§ **Document segment**

######

At the intersection of education, child development, and family support

Alice Tao ’17, Project 55 Fellow at New York Center For Child Development, NY

Alice Tao has lived in Chengdu and Jinhua, China; Memphis, TN; Houston, TX; and Sioux Falls, SD. She majored in Neuroscience with a certificate in Cognitive Science at Princeton, but she is also very interested in linguistics, visual arts, and chemistry. On campus, Alice conducted neuroscience research investigating the role of the cerebellum in neural circuit development, and she particularly enjoyed interacting with children either through education outreach with Princeton University Chemistry Outreach Program or hanging out with her buddies through Best Buddies. She is excited to work as part of the incredible team at New York Center for Child Development to address critical issues in child development by engaging parents and the community.

######

§ **Assigned task**
According to the profile of Alice Tao, what did she major in at Princeton?

[Image point grounding material]
######

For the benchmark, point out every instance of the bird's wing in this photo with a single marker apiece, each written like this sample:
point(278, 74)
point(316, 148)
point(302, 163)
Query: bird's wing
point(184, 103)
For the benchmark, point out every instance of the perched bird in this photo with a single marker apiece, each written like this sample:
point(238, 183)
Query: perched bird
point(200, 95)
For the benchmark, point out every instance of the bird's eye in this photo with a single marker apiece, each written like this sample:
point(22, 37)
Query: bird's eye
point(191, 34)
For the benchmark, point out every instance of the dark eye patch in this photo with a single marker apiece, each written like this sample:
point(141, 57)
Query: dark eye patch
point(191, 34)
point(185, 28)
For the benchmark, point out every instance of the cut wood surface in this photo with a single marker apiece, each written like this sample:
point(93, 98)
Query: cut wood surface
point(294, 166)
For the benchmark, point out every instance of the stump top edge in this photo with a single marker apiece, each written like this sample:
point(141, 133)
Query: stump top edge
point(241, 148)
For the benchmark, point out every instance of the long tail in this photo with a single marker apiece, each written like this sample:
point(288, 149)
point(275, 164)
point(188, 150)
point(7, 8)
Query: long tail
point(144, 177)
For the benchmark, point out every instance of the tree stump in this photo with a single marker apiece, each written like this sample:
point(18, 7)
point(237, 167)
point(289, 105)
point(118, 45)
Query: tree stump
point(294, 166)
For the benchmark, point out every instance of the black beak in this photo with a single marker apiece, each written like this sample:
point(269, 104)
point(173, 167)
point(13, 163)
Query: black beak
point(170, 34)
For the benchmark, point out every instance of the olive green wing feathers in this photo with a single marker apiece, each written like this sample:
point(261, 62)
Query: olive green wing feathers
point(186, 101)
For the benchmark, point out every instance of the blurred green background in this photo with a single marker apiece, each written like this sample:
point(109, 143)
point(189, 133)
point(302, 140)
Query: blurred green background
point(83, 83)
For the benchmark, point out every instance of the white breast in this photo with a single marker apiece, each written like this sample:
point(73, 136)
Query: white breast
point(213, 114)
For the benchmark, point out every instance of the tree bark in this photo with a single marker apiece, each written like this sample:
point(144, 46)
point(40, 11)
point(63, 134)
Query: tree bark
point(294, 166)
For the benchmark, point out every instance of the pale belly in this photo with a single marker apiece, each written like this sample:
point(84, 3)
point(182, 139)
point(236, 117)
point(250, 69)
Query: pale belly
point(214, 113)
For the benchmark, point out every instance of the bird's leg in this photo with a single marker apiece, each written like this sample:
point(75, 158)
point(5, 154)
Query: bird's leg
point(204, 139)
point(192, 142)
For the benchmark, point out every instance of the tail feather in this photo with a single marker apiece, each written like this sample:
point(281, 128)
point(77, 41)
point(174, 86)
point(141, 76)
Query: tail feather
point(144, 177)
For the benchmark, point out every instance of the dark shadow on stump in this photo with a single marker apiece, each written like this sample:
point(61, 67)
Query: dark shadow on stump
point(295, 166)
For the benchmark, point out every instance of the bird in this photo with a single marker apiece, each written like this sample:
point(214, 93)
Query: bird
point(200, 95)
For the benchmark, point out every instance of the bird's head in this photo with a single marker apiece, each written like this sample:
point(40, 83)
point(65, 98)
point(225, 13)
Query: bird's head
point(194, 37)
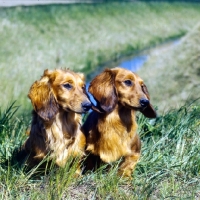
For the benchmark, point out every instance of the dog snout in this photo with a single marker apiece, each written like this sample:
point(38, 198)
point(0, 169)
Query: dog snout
point(144, 102)
point(86, 106)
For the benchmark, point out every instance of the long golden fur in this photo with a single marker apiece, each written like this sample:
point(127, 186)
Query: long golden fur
point(111, 132)
point(58, 98)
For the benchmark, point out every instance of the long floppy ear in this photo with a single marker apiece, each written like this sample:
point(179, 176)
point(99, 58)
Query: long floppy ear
point(149, 110)
point(42, 99)
point(103, 90)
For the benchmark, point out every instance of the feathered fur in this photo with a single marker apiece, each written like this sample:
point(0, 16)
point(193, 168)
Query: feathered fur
point(111, 133)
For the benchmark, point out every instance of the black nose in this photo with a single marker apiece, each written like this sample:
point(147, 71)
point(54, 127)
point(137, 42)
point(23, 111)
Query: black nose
point(86, 106)
point(144, 102)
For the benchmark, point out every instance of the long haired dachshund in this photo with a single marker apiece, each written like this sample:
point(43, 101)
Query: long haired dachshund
point(111, 132)
point(58, 98)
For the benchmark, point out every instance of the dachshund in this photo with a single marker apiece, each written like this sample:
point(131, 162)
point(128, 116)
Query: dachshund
point(59, 98)
point(110, 129)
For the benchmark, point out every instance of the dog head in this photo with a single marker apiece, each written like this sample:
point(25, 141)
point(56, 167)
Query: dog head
point(121, 86)
point(59, 89)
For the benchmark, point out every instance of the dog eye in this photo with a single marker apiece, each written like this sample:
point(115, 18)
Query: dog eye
point(68, 86)
point(128, 82)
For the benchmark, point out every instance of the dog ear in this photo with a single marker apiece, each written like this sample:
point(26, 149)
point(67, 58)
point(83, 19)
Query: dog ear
point(103, 90)
point(42, 99)
point(149, 110)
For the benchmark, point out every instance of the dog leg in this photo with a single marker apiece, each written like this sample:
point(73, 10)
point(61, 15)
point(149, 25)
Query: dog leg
point(129, 162)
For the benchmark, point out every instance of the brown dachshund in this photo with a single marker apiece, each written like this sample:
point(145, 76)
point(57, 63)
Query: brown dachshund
point(111, 132)
point(58, 98)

######

§ **Finished exercise**
Neuroscience, with a certificate in Cognitive Science.